[Your objective]: Gather every line in the listing below that contains the word "evergreen" and copy each of those lines in full.

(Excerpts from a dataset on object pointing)
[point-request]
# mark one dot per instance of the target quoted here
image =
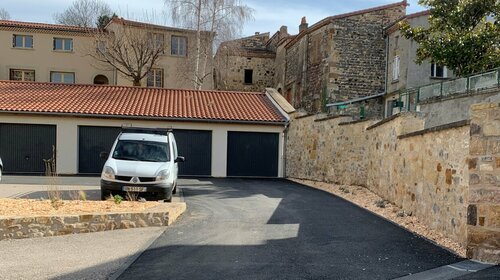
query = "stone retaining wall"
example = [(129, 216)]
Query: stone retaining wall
[(484, 192), (41, 226), (425, 173)]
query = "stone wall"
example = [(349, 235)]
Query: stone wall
[(484, 193), (42, 226), (456, 107), (422, 171)]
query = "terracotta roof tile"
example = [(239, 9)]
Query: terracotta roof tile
[(36, 26), (137, 102)]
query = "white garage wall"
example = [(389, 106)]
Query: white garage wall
[(67, 136)]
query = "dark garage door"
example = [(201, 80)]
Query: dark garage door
[(196, 147), (23, 147), (252, 154), (92, 140)]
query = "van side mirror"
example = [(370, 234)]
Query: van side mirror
[(104, 155), (180, 159)]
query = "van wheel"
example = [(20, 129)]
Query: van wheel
[(168, 196), (104, 195)]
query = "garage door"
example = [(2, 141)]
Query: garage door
[(23, 147), (92, 140), (252, 154), (196, 147)]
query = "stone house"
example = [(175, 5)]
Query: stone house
[(59, 53), (246, 64), (402, 71), (339, 58)]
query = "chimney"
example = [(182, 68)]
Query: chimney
[(283, 30), (303, 24)]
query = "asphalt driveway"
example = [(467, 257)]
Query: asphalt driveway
[(262, 229)]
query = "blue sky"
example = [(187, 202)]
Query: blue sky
[(268, 17)]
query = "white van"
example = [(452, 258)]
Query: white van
[(142, 161)]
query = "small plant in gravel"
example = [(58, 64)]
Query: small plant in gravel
[(344, 190), (380, 203), (118, 199)]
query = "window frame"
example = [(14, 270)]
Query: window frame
[(245, 71), (435, 67), (63, 74), (396, 71), (154, 71), (24, 36), (23, 71), (177, 46), (63, 44)]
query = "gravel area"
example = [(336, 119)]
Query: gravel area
[(366, 199), (78, 256), (32, 207)]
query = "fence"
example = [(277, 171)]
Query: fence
[(409, 99)]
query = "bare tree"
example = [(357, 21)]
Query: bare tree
[(222, 19), (84, 13), (4, 15), (129, 47)]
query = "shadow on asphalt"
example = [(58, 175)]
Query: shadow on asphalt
[(335, 239)]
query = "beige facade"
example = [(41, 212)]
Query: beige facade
[(173, 71), (67, 136), (43, 60)]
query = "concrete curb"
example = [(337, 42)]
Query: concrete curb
[(55, 225)]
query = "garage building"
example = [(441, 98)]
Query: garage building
[(221, 134)]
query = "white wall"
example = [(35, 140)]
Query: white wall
[(67, 136)]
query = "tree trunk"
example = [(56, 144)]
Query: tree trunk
[(198, 44)]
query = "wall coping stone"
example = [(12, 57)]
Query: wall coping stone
[(331, 118), (491, 91), (435, 129), (18, 227), (305, 116), (356, 121)]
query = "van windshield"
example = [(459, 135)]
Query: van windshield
[(134, 150)]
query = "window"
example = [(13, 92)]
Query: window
[(438, 71), (22, 41), (395, 68), (179, 46), (248, 76), (101, 47), (63, 44), (155, 78), (62, 77), (22, 75), (158, 39)]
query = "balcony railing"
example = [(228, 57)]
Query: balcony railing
[(409, 99)]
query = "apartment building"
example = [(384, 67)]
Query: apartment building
[(59, 53)]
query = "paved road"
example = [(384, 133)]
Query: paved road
[(256, 229)]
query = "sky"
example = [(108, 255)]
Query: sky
[(268, 16)]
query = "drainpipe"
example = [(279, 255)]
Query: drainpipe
[(385, 72)]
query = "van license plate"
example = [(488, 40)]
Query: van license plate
[(134, 189)]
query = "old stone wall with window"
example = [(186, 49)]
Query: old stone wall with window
[(245, 64), (339, 58)]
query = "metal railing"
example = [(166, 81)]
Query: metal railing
[(409, 99)]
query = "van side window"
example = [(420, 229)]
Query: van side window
[(174, 145)]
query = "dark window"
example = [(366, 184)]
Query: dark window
[(62, 77), (22, 75), (63, 44), (22, 41), (179, 46), (248, 76)]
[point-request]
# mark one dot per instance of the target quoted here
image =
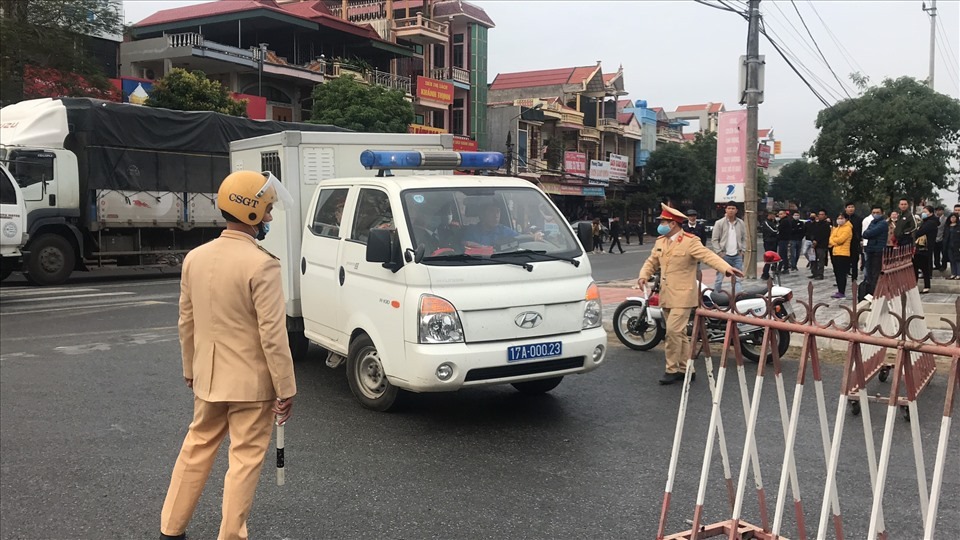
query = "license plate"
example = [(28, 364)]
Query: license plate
[(520, 353)]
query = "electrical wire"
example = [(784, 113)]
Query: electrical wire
[(815, 44)]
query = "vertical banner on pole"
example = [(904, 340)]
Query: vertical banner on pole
[(731, 157)]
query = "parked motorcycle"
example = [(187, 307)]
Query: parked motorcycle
[(639, 322)]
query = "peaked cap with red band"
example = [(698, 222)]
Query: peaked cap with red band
[(672, 214)]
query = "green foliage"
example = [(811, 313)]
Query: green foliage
[(351, 104), (896, 139), (53, 34), (806, 185), (193, 91)]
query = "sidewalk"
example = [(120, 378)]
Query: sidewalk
[(612, 293)]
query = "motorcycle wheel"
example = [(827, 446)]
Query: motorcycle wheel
[(631, 331), (750, 345)]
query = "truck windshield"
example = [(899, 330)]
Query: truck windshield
[(452, 222)]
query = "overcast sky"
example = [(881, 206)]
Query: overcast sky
[(681, 52)]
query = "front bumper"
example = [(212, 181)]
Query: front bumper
[(476, 364)]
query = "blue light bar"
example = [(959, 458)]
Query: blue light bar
[(438, 160)]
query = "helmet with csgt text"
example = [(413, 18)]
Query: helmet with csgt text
[(245, 195)]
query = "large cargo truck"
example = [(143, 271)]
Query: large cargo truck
[(111, 184)]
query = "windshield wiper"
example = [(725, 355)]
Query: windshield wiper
[(540, 253), (465, 257)]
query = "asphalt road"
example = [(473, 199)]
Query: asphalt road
[(94, 411)]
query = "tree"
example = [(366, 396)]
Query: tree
[(349, 103), (46, 48), (806, 185), (193, 91), (896, 139)]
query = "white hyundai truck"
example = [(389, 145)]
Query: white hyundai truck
[(430, 282)]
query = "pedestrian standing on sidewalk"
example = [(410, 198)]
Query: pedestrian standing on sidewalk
[(729, 241), (675, 255), (236, 356), (770, 234), (615, 235), (841, 240), (925, 240)]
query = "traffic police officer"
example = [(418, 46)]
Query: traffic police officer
[(675, 254), (235, 353)]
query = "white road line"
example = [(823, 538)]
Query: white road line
[(68, 297)]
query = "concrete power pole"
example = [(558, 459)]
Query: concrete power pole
[(932, 11), (753, 101)]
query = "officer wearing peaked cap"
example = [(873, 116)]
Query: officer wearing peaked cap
[(236, 356), (675, 254)]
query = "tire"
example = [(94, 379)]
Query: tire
[(51, 260), (537, 387), (751, 349), (367, 380), (625, 325)]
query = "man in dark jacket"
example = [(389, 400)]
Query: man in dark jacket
[(926, 237), (818, 232), (850, 210), (770, 231)]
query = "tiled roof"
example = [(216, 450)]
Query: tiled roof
[(455, 7), (543, 77)]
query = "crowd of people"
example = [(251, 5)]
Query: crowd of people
[(855, 244)]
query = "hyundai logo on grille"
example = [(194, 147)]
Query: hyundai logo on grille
[(528, 319)]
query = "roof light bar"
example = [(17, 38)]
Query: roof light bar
[(440, 160)]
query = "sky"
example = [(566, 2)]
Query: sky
[(680, 52)]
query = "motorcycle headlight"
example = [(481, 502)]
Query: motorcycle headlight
[(592, 308), (438, 321)]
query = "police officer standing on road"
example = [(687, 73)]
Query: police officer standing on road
[(675, 254), (235, 353)]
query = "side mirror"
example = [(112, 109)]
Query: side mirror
[(383, 246)]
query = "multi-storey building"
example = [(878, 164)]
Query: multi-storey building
[(434, 51)]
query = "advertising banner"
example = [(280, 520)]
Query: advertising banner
[(434, 90), (575, 163), (731, 156), (619, 167), (599, 172)]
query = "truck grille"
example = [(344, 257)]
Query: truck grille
[(516, 370)]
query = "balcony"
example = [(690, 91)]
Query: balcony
[(421, 31), (455, 74)]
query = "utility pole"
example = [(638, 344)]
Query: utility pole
[(753, 101), (932, 11)]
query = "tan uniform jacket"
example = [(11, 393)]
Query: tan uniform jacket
[(677, 262), (233, 333)]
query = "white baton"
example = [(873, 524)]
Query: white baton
[(279, 451)]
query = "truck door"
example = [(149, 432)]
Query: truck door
[(320, 282)]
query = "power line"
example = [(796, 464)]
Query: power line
[(815, 44)]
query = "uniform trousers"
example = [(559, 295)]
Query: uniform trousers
[(677, 341), (250, 425)]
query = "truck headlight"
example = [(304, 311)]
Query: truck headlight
[(438, 321), (592, 308)]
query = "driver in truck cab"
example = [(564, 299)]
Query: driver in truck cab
[(675, 255)]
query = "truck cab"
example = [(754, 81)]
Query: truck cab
[(13, 218), (432, 283)]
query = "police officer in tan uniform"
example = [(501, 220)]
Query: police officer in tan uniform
[(236, 356), (676, 254)]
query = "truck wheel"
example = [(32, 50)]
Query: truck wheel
[(51, 260), (298, 345), (540, 386), (367, 380)]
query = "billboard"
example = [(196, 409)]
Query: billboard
[(619, 167), (731, 157), (575, 163), (599, 172)]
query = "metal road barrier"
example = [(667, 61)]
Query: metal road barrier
[(913, 368)]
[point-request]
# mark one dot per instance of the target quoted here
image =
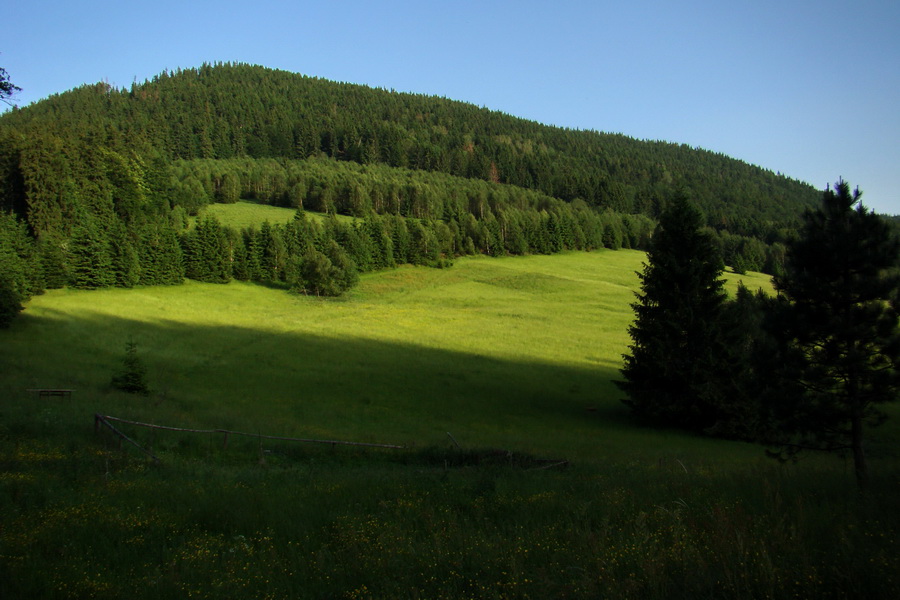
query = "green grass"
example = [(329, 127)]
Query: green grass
[(246, 214), (514, 357)]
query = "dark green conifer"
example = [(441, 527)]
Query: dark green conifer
[(676, 348)]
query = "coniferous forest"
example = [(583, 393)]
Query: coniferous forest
[(97, 185)]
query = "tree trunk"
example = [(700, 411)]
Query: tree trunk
[(859, 455)]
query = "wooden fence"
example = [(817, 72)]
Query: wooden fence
[(107, 421)]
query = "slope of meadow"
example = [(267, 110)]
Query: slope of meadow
[(514, 357)]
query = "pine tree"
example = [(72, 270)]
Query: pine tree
[(677, 347), (133, 376), (841, 285)]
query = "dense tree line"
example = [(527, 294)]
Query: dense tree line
[(97, 184), (807, 369), (229, 111)]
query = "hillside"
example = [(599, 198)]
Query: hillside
[(515, 357), (98, 185), (241, 111)]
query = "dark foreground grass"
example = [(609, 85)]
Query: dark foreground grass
[(485, 512)]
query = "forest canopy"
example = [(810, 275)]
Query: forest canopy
[(103, 180)]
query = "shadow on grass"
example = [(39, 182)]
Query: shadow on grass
[(306, 385)]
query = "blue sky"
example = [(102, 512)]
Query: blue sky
[(807, 88)]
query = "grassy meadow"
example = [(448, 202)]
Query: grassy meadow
[(246, 214), (489, 373)]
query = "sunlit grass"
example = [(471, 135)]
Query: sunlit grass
[(513, 357), (251, 214)]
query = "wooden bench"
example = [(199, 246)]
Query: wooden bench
[(50, 392)]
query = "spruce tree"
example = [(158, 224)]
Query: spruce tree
[(677, 348), (840, 326)]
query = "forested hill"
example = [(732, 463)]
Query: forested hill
[(230, 111)]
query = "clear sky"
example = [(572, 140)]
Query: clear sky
[(808, 88)]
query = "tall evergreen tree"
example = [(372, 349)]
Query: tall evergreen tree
[(841, 323), (676, 343)]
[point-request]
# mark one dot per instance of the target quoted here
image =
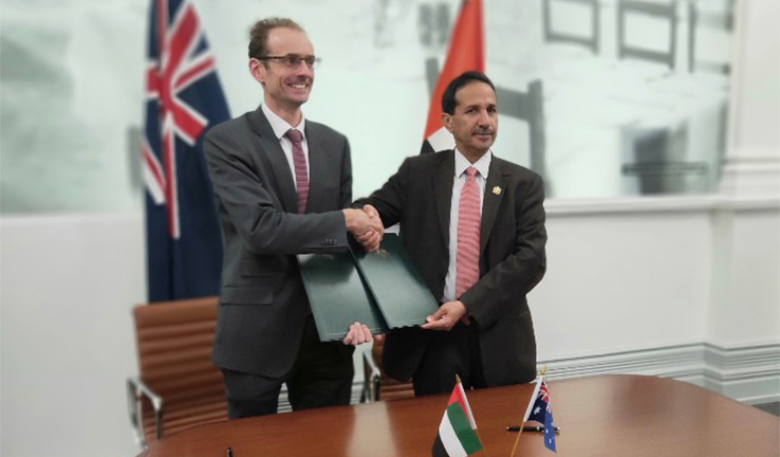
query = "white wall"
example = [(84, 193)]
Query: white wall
[(624, 275)]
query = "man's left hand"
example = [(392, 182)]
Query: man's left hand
[(358, 334), (446, 316)]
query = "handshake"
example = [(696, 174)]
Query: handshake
[(366, 226)]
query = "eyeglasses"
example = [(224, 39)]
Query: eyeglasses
[(292, 61)]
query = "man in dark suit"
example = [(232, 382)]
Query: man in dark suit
[(473, 225), (281, 184)]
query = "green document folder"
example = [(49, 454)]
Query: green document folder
[(337, 295), (403, 297)]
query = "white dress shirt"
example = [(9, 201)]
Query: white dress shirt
[(461, 164), (280, 127)]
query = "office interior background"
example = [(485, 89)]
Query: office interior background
[(663, 178)]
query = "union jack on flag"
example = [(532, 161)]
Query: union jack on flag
[(183, 99), (539, 410)]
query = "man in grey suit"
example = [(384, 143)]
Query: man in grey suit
[(281, 185), (473, 225)]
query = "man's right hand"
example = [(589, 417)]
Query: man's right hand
[(366, 226)]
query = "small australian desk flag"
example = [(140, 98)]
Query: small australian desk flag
[(539, 410)]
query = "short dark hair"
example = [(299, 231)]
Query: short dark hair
[(448, 102), (258, 36)]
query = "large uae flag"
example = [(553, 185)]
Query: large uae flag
[(466, 53)]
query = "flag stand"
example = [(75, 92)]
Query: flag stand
[(457, 380), (522, 424)]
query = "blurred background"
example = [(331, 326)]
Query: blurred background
[(659, 144)]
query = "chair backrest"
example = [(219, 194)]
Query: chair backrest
[(667, 11), (722, 21), (591, 42), (389, 388), (174, 347), (174, 359)]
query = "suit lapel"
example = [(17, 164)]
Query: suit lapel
[(283, 180), (495, 188), (443, 190)]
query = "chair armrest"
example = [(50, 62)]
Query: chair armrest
[(371, 377), (136, 391)]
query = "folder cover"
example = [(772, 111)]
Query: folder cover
[(403, 297), (337, 295)]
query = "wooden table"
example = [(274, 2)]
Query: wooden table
[(599, 416)]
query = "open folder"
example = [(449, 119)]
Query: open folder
[(380, 289)]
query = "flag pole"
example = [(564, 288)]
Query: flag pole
[(517, 440), (522, 424)]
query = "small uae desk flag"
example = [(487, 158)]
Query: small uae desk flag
[(458, 430)]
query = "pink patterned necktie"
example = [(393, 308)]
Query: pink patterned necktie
[(301, 171), (469, 218)]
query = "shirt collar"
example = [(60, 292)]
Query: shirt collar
[(482, 165), (279, 125)]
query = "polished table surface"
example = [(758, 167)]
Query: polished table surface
[(601, 416)]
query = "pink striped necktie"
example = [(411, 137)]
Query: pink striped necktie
[(469, 218), (301, 171)]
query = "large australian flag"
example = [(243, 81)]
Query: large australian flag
[(183, 100)]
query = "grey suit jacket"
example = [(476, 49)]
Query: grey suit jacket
[(263, 305), (512, 259)]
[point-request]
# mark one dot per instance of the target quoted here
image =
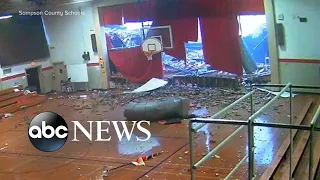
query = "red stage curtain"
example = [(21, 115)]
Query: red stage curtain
[(183, 30), (133, 12), (221, 43), (134, 65), (112, 15)]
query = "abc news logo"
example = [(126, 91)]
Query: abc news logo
[(48, 131)]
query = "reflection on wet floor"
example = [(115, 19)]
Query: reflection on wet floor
[(263, 141), (135, 147)]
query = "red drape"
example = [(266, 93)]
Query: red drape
[(183, 30), (221, 43), (134, 65), (112, 15)]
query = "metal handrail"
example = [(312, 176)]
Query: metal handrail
[(251, 129), (260, 111), (237, 167), (221, 112), (250, 124)]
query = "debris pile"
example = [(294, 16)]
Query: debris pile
[(15, 99)]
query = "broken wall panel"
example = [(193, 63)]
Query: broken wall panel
[(221, 43), (132, 63)]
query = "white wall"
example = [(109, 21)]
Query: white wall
[(69, 36), (300, 57)]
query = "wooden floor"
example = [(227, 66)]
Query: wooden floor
[(84, 160)]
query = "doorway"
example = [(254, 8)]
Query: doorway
[(60, 74), (33, 79)]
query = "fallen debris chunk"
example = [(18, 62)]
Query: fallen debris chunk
[(6, 115)]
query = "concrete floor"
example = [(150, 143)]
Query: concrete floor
[(84, 160)]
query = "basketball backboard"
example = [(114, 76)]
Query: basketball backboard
[(162, 33), (151, 46)]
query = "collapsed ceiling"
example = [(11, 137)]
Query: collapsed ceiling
[(13, 6)]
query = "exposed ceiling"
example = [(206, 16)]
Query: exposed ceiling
[(13, 6)]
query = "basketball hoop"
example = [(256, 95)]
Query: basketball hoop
[(151, 46), (149, 54)]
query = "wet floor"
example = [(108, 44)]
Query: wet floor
[(85, 160)]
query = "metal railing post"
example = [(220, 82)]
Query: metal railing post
[(191, 150), (291, 138), (250, 149), (312, 129), (251, 102)]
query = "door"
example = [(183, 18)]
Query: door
[(33, 79), (60, 74)]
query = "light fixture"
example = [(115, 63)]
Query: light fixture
[(5, 16)]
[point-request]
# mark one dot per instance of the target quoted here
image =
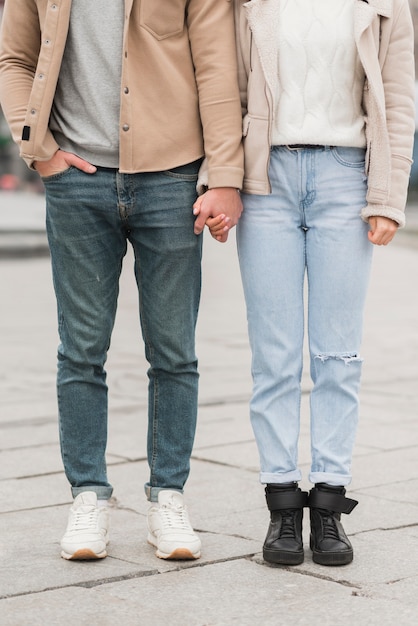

[Correct response]:
query = "tall evergreen tree"
Query: tall evergreen tree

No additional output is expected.